## EXTRACTED TEXT:
┌──

For datasets with PII, use field-level sensitivity and stricter classification:

policy:
  classification: Restricted  # Highest protection level
  
  authz:
    readers:
      - group:pii-approved-analysts@company.com  # Restricted access
    writers:
      - serviceAccount:secure-ingestion@company.iam.gserviceaccount.com

schema:
  fields:
    - name: user_email
      type: STRING
      sensitivity: pii  # Triggers access controls
      semanticType: email
      tags:
        - pii
        - restricted
      
    - name: credit_card
      type: STRING  
      sensitivity: restricted  # Highest protection
      tags:
        - pci-dss
        - encrypted

This enables:

  • 🔐 Field-level access control via sensitivity classification
  • 🚫 Role-based access enforcement (authz)
  • 🎯 Automated discovery of PII fields via tags
  • 📋 Compliance reporting (GDPR, CCPA, HIPAA)

Step 4: Validate Contract

fluid validate contract.fluid.yaml

# Expected output:
# Starting validate_contract
# Metric: validation_duration=0.017seconds
# Metric: validation_errors=0count
# Metric: validation_warnings=0count
# ✅ Valid FLUID contract (schema v0.7.1)
# Validation completed in 0.003s
# Completed validate_contract in 0.02s

Provider Specification

The --provider flag is not needed for validation. Provider is specified via environment variable FLUID_PROVIDER for deployment commands.


Step 5: Preview Deployment Plan

See what will be created before deploying:

# Set provider and project via environment variables
export FLUID_PROVIDER=gcp
export FLUID_PROJECT=fluid-crypto-tracker

fluid plan contract.fluid.yaml

# Expected output:
# ============================================================
# FLUID Execution Plan
# ============================================================
# Contract: contract.fluid.yaml
# Version: 0.7.1
# Total Actions: 6
# ============================================================
# 
# 1. schedule_build_1 (scheduleTask)

└──

## SOURCE DATA:
┌──

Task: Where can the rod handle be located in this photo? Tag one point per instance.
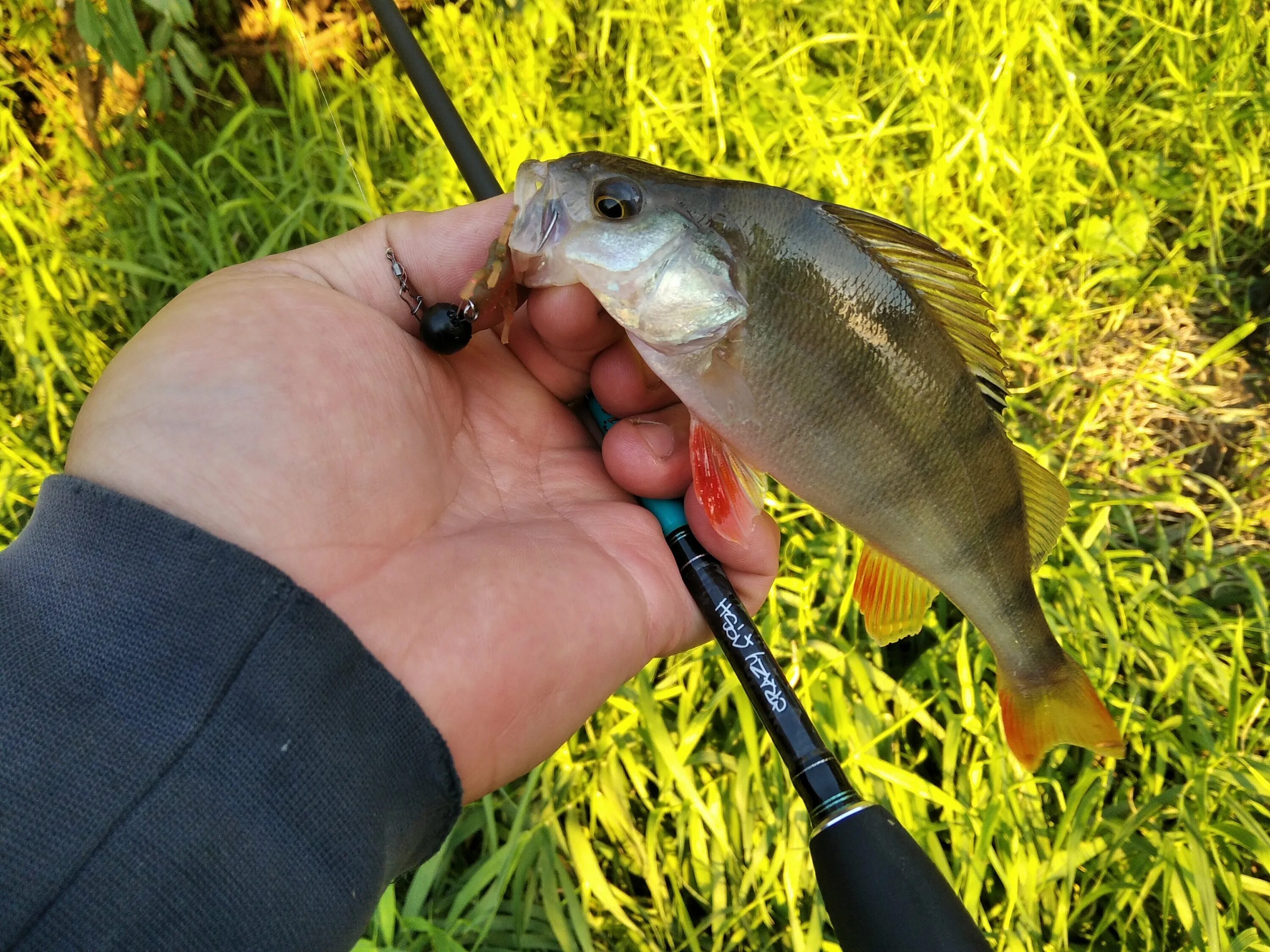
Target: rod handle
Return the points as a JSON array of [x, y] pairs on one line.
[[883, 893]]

└──

## GIVEN INSTRUCTION A:
Translate this sentence from the FLUID contract guide into Spanish: "For datasets with PII, use field-level sensitivity and stricter classification."
## GIVEN INSTRUCTION B:
Turn the paragraph in the FLUID contract guide that begins "The --provider flag is not needed" into a short list that keeps its main facts.
## GIVEN INSTRUCTION C:
Please quote the part of the FLUID contract guide that opens with the words containing "Step 4: Validate" and closes with "contract (schema v0.7.1)".

## CORRECT RESULT A:
Para conjuntos de datos con PII, utilice sensibilidad a nivel de campo y una clasificación más estricta.

## CORRECT RESULT B:
- Validation does not require the --provider flag.
- For deployment commands, the provider is set through the FLUID_PROVIDER environment variable.

## CORRECT RESULT C:
Step 4: Validate Contract

fluid validate contract.fluid.yaml

# Expected output:
# Starting validate_contract
# Metric: validation_duration=0.017seconds
# Metric: validation_errors=0count
# Metric: validation_warnings=0count
# ✅ Valid FLUID contract (schema v0.7.1)